Point labeling examples:
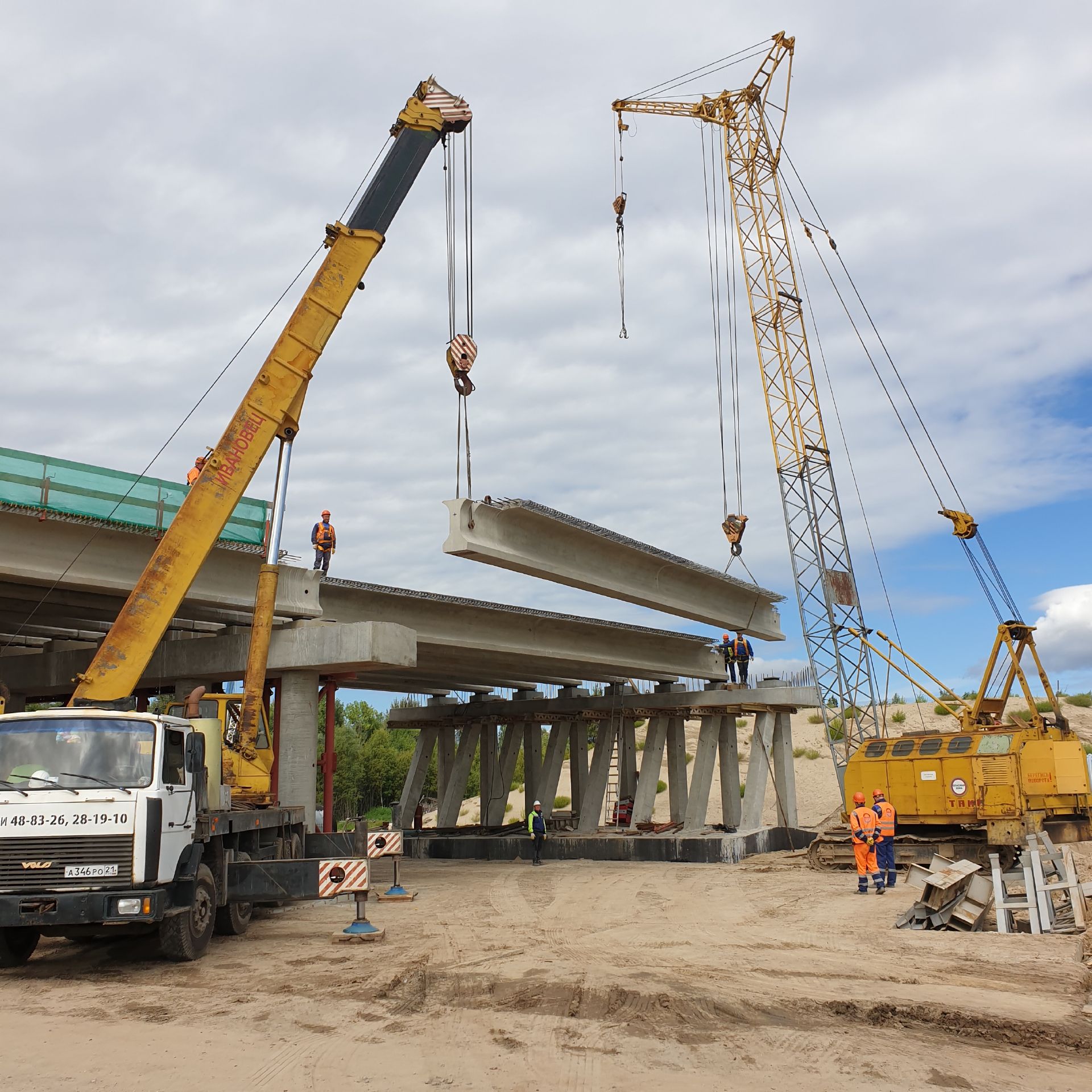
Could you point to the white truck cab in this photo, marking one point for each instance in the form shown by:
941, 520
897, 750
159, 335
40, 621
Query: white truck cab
105, 827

▶ _WHAT YOU WILL DO_
Rescale every record above by writing it out again in full, wording included, with each point coordinate in the answers multiplied by 2.2 and rounded to the nearest whole number, halves rounded up. Leave every other number unchanged and omit the pictures.

▶ _ANSWER IN FULL_
Could you point to the white truck cab in this photo, marking one point for each instance in the form shown by:
941, 520
897, 750
159, 335
40, 621
Query: white truck cab
231, 1819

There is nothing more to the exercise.